Named object pointing entries:

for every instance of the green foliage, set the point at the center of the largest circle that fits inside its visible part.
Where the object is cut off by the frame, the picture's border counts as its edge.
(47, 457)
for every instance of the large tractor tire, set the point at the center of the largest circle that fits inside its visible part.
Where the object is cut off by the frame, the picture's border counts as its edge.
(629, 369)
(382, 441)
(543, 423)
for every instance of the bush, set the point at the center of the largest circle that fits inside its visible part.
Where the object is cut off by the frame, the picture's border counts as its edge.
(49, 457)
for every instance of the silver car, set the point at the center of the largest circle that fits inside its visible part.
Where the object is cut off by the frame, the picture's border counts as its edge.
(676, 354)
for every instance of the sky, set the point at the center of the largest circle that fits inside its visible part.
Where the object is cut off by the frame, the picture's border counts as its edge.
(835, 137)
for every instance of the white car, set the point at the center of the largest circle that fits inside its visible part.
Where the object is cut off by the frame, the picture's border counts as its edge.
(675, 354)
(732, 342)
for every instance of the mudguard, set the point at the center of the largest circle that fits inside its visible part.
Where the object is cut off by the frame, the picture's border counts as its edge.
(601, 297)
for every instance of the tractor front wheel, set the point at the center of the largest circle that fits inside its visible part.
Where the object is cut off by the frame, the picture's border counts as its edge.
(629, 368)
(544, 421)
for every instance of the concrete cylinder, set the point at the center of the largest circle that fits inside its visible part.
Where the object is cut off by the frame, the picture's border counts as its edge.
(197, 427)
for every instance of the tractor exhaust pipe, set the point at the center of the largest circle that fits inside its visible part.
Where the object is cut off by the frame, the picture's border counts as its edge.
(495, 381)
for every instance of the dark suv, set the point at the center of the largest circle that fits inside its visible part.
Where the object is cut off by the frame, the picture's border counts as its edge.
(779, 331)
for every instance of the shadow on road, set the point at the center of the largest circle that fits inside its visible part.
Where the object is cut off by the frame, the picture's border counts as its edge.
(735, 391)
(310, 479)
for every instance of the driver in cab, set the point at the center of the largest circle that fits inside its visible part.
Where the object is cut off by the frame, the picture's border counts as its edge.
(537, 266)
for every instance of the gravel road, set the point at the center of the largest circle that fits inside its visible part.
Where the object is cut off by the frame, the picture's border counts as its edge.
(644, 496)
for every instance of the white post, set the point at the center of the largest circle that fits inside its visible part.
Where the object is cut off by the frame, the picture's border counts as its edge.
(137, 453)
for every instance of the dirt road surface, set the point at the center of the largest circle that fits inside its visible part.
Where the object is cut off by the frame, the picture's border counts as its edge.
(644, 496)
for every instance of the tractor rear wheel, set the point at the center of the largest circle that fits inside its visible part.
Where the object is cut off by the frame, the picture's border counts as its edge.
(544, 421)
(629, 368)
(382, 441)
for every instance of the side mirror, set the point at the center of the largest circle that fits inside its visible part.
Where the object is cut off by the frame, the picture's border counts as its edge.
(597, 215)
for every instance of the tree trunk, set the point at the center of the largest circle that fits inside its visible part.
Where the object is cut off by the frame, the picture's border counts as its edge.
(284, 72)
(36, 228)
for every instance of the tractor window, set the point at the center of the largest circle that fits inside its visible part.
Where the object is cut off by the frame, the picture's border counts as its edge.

§ EXERCISE BRIEF: Write the material out again in its entirety, exactly as shown.

§ EXERCISE ANSWER:
for every instance of the green foliage, set the point at the center of the largest circle that fits inside its visible part.
Where the object is cut off by the frame, the picture's border counts as its edge.
(47, 457)
for every instance of the large tractor tire, set the point at the center of the largest circle that fits inside its visible part.
Where the object is cut off by the frame, the picture's border counts as its edge.
(629, 369)
(382, 441)
(543, 423)
for every instance of the bush, set the point at the center of the largest circle that fits inside its visible part.
Where the object is cut off by the frame, the picture's border counts as its edge.
(49, 457)
for every instance of the silver car, set the point at the center of the largest circle that fits inside its visible part.
Where the object is cut off by the frame, the picture's border counts as its edge.
(676, 354)
for every instance of the sky, set the point at the center of the largest circle that fits inside its visible part.
Where the object is cut off by the frame, the picture's border counts as its edge.
(835, 137)
for every instance of the white car, set the point at the center of the largest circle that fits inside its visible part.
Where the object is cut off by the frame, the picture's border counts as its edge.
(675, 354)
(732, 342)
for every instance of the mudguard, set the point at the center of the largest circle that fits inside its visible part.
Where the object is cut off by the frame, the picture's border counts as its edge.
(601, 297)
for every instance of the tractor front wheel, set the point at the center of the largest circle that fits inside its visible part.
Where the object is cut off by the frame, the picture's border counts as its edge.
(629, 368)
(544, 421)
for every instance of the concrete cylinder, set the point at the center of the largest circle that fits inside its visible part.
Where the object is cut off by the frame, the picture's border counts as its edge.
(197, 427)
for every instance of the tractor exhaust pipe, set the point at the center of the largest circle that fits inside its visible part.
Where the object is cut off by the frame, the picture's border counts as its edge.
(495, 381)
for every instance of the dark suv, set the point at the center of the largest circle that fits inside its visible part.
Where the object is cut off by the frame, the picture's border counts as its edge.
(779, 331)
for every instance of the shadow on road, set the point at the center of the largest circle that fits inside its visible part.
Where the object is cut off by the frame, the picture's border counts as its edge.
(735, 391)
(310, 479)
for every instance of the driver in cab, set the point at the center of the largest circle that fits inside its visible part.
Where the object is cut off by the frame, the picture's border counts as its edge.
(537, 266)
for every instance of the gravel road, set the point at the center of the largest circle that fits inside its visible part.
Where the object is cut off by the frame, the picture's border counts as its edge.
(644, 496)
for every instance of the white post, set the point at the center of the largest circle that fits inside its visible part.
Where the object is cut off by the frame, the picture's border counts as its edge.
(137, 453)
for every instance of the dirt road surface, set the point at the center of the largest circle that fits inside its visible part.
Where the object is cut off by the frame, the picture's border counts as its edge.
(644, 496)
for every instance of the tractor rear wheel, set the point at the center of the largest circle that fits inside its visible part.
Where the object is cut off by the frame, the picture's border counts as its edge.
(544, 421)
(629, 368)
(382, 441)
for every instance of the side mirror, set the point at the center of the largest circle that fits inside its visible part.
Where the object is cut off by the frame, the picture's border counts as its edge.
(597, 215)
for every instance of the tree trunk, set the point at the center of the largest circle that fits inside its visible part.
Where the object is cut off by the frame, the picture's border counts as its edge.
(284, 72)
(36, 228)
for every instance of the tractor window, set the point at the center of the largest circle that fits inside its visible part.
Where the object is cut off by the frame, the picture's border counts as its edge.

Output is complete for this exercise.